— BEGIN Dataset excerpts —

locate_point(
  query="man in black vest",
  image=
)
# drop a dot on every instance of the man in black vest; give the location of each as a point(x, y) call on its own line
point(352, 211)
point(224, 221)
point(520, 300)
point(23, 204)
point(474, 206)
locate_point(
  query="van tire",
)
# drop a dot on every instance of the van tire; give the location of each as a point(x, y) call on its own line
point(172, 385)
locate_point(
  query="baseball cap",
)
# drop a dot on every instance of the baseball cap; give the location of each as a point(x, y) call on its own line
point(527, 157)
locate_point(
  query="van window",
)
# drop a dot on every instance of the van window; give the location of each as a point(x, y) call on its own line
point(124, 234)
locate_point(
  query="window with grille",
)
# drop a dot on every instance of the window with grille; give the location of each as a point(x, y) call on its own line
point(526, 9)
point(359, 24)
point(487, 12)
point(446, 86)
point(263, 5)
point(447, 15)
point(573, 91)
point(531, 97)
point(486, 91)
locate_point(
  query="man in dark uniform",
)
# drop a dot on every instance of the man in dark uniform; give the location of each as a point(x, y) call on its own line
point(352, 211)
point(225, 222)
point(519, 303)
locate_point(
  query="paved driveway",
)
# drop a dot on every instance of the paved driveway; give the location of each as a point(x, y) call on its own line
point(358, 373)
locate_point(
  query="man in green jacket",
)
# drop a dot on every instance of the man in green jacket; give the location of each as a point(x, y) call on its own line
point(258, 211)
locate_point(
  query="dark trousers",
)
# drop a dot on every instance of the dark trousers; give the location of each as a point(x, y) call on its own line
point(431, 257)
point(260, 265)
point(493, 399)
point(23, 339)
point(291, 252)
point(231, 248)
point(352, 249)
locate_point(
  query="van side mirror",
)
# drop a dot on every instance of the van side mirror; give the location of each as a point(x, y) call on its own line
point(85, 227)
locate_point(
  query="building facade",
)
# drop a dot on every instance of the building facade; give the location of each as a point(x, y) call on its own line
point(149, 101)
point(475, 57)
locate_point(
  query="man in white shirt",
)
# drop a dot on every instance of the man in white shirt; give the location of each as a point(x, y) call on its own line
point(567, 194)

— END Dataset excerpts —

What you will do — Repeat the material above in full, keeping every word.

Correct answer —
locate_point(
  query="man in black vest",
  image=
)
# drop a dot on every instance of the man in black vest; give the location of each as a point(x, y) call on its own line
point(352, 211)
point(224, 221)
point(520, 300)
point(23, 204)
point(474, 206)
locate_point(
  query="van tire",
)
# drop a dot on every instance of the van tire; give the location of each as a point(x, y) call on its own line
point(172, 385)
locate_point(
  query="baseball cap",
)
# drop a dot on every instance of the baseball cap; give the location of each as a point(x, y) call on its own line
point(527, 157)
locate_point(
  query="van window",
)
# drop a dot on every instance of the van window; give the location of each as a point(x, y) call on its own line
point(124, 234)
locate_point(
  query="window with grille",
)
# drop a dot on every instance of the window with grille; give the location of each as a point(x, y) call on its own line
point(526, 9)
point(359, 24)
point(487, 12)
point(446, 86)
point(263, 5)
point(447, 15)
point(573, 91)
point(531, 97)
point(486, 91)
locate_point(
  query="man in dark uniform",
)
# drop a dot on every instance of the man in dark uniform; give the location of each as a point(x, y) call on its own line
point(352, 211)
point(225, 222)
point(519, 303)
locate_point(
  query="paved driveway",
)
# drop a dot on every instance of the paved driveway; give the location of each as a point(x, y) call on its own line
point(358, 373)
locate_point(
  query="man in green jacket",
)
# drop a dot on every instance of the man in green jacket; give the location of each as a point(x, y) call on its own line
point(258, 211)
locate_point(
  query="dark trousers",
)
# drop a dot on every instance of the dark trousers; give the location of each as a point(x, y) call on its own line
point(431, 257)
point(260, 265)
point(493, 399)
point(23, 339)
point(291, 252)
point(231, 248)
point(352, 249)
locate_point(
  query="van side mirror",
)
# drop a dot on every instance of the van side mirror; give the location of each as a point(x, y) call on its own line
point(85, 227)
locate_point(
  query="building facade",
)
# drop a dot on every instance of the building facade; give the location of each as a point(x, y) call on its own line
point(149, 101)
point(475, 57)
locate_point(
  query="man in white shirt",
)
# drop a dot on every instance of the man in white shirt; give the location of each as a point(x, y) call on its own line
point(567, 194)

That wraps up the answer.